## begin SOURCE

On Thu, Sep 18, 2014 at 07:19:24PM +0200, Roger Pau Monne wrote:
> Introduce a document that describes the interfaces used on PVH. This
> document has been designed from a guest OS point of view (i.e.: what a guest
> needs to do in order to support PVH).
> 
> Signed-off-by: Roger Pau Monné <roger.pau@citrix.com>
> Acked-by: David Vrabel <david.vrabel@citrix.com>
> Cc: Jan Beulich <JBeulich@suse.com>
> Cc: Mukesh Rathor <mukesh.rathor@oracle.com>
> Cc: Konrad Rzeszutek Wilk <konrad.wilk@oracle.com>
> Cc: David Vrabel <david.vrabel@citrix.com>
> ---
> The document is still far from complete IMHO, but it might be best to just
> commit what we currently have rather than wait for a full document.
> 
> I will try to fill the gaps as I go implementing new features on FreeBSD.
> 
> I've retained David's Ack from v2 in this version.
> ---
>  docs/misc/pvh.markdown | 367 +++++++++++++++++++++++++++++++++++++++++++++++++
>  1 file changed, 367 insertions(+)
>  create mode 100644 docs/misc/pvh.markdown
> 
> diff --git a/docs/misc/pvh.markdown b/docs/misc/pvh.markdown
> new file mode 100644
> index 0000000..120ede7
> --- /dev/null
> +++ b/docs/misc/pvh.markdown
> @@ -0,0 +1,367 @@
> +# PVH Specification #
> +
> +## Rationale ##
> +
> +PVH is a new kind of guest that has been introduced on Xen 4.4 as a DomU, and
> +on Xen 4.5 as a Dom0. The aim of PVH is to make use of the hardware
> +virtualization extensions present in modern x86 CPUs in order to
> +improve performance.
> +
> +PVH is considered a mix between PV and HVM, and can be seen as a PV guest
> +that runs inside of an HVM container, or as a PVHVM guest without any emulated
> +devices. The design goal of PVH is to provide the best performance possible and
> +to reduce the amount of modifications needed for a guest OS to run in this mode
> +(compared to pure PV).
> +
> +This document tries to describe the interfaces used by PVH guests, focusing
> +on how an OS should make use of them in order to support PVH.

## end SOURCE

▶ **INSTRUCTIONS**
1. Swap "document" for "guide" in the passage of the PVH patch email that opens with the words containing "On Thu, Sep" and closes with "to support PVH).", and write that passage out again.
2. Keep writing the PVH patch email, starting right after its last sentence.
The listing after this point is unrelated to the PVH patch email.

## begin ENTRIES SUPPLIED

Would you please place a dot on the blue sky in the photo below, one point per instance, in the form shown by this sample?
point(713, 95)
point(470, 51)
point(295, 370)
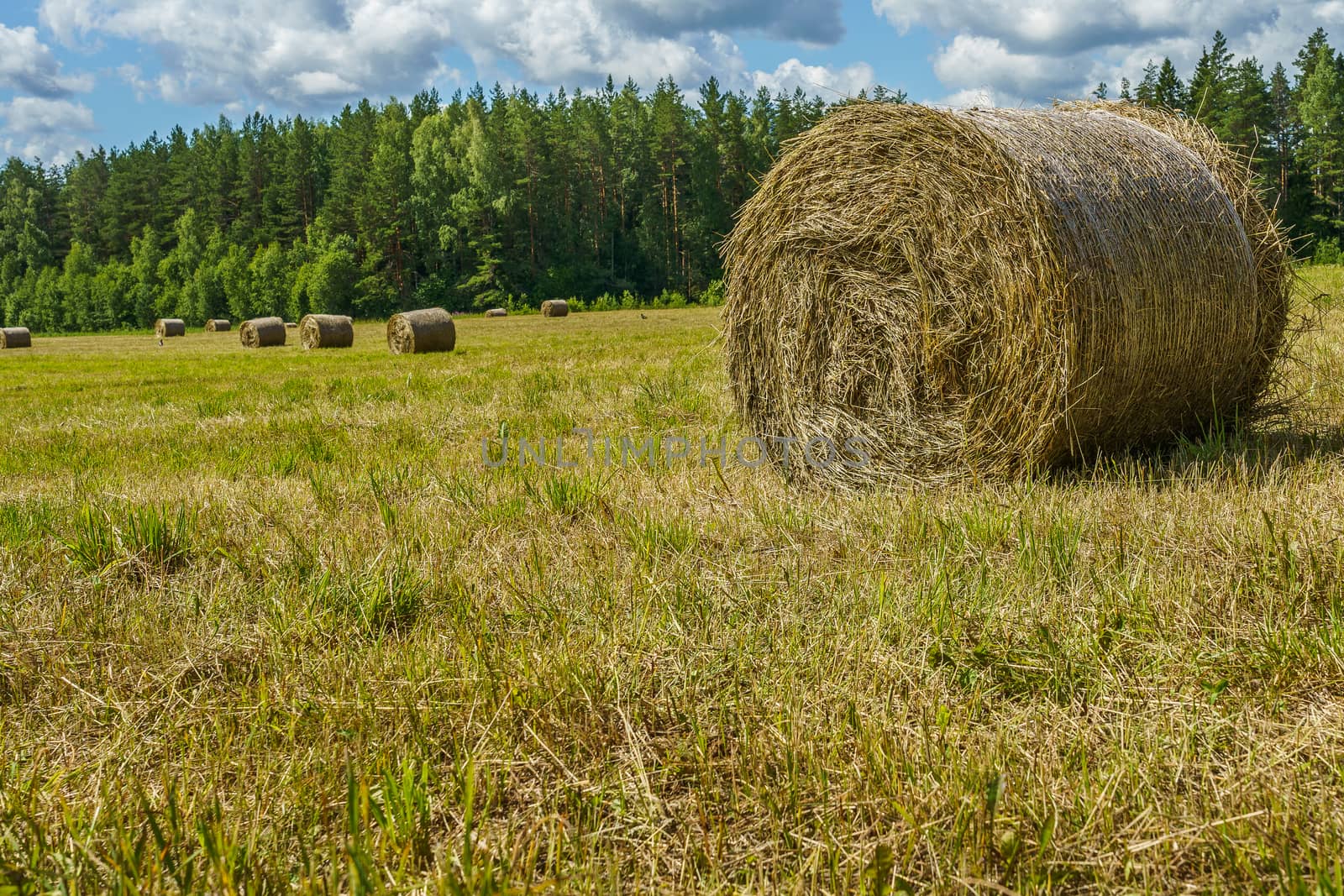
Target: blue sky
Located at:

## end ENTRIES SUPPLIED

▶ **EXPECTED RESULTS**
1.
On Thu, Sep 18, 2014 at 07:19:24PM +0200, Roger Pau Monne wrote:
> Introduce a guide that describes the interfaces used on PVH. This
> guide has been designed from a guest OS point of view (i.e.: what a guest
> needs to do in order to support PVH).

2.
> +
> +## Early boot ##
> +
> +PVH guests use the PV boot mechanism, that means that the kernel is loaded and
> +directly launched by Xen (by jumping into the entry point). In order to do this
> +Xen ELF Notes need to be added to the guest kernel, so that they contain the
> +information needed by Xen. Here is an example of the ELF Notes added to the
> +FreeBSD amd64 kernel in order to boot as PVH:
> +
> +    ELFNOTE(Xen, XEN_ELFNOTE_GUEST_OS,       .asciz, "FreeBSD")
> +    ELFNOTE(Xen, XEN_ELFNOTE_GUEST_VERSION,  .asciz, __XSTRING(__FreeBSD_version))
> +    ELFNOTE(Xen, XEN_ELFNOTE_XEN_VERSION,    .asciz, "xen-3.0")
> +    ELFNOTE(Xen, XEN_ELFNOTE_VIRT_BASE,      .quad,  KERNBASE)
> +    ELFNOTE(Xen, XEN_ELFNOTE_PADDR_OFFSET,   .quad,  KERNBASE)
> +    ELFNOTE(Xen, XEN_ELFNOTE_ENTRY,          .quad,  xen_start)
> +    ELFNOTE(Xen, XEN_ELFNOTE_HYPERCALL_PAGE, .quad,  hypercall_page)
> +    ELFNOTE(Xen, XEN_ELFNOTE_HV_START_LOW,   .quad,  HYPERVISOR_VIRT_START)
> +    ELFNOTE(Xen, XEN_ELFNOTE_FEATURES,       .asciz, "writable_descriptor_tables|auto_translated_physmap|supervisor_mode_kernel|hvm_callback_vector")
> +    ELFNOTE(Xen, XEN_ELFNOTE_PAE_MODE,       .asciz, "yes")
> +    ELFNOTE(Xen, XEN_ELFNOTE_L1_MFN_VALID,   .long,  PG_V, PG_V)
> +    ELFNOTE(Xen, XEN_ELFNOTE_LOADER,         .asciz, "generic")
> +    ELFNOTE(Xen, XEN_ELFNOTE_SUSPEND_CANCEL, .long,  0)
> +    ELFNOTE(Xen, XEN_ELFNOTE_BSD_SYMTAB,     .asciz, "yes")
> +
> +On the linux side, the above can be found in `arch/x86/xen/xen-head.S`.

s/linux/Linux/

> +
> +It is important to highlight the following notes:
> +
> +  * `XEN_ELFNOTE_ENTRY`: contains the virtual memory address of the kernel entry
> +    point.
> +  * `XEN_ELFNOTE_HYPERCALL_PAGE`: contains the virtual memory address of the
> +    hypercal page inside of the guest kernel (this memory region will be filled
> +    by Xen prior to booting).
> +  * `XEN_ELFNOTE_FEATURES`: contains the list of features supported by the kernel.
> +    In the example above the kernel is only able to boot as a PVH guest, but
> +    those options can be mixed with the ones used by pure PV guests in order to
> +    have a kernel that supports both PV and PVH (like Linux). The list of
> +    options available can be found in the `features.h` public header.
> +


Note that 'hvm_callback_vector' is in XEN_ELFNOTE_FEATURES. Older hypervisor will
balk at this being part of it, so it can also be put in             
XEN_ELFNOTE_SUPPORTED_FEATURES which older hypervisors will ignore.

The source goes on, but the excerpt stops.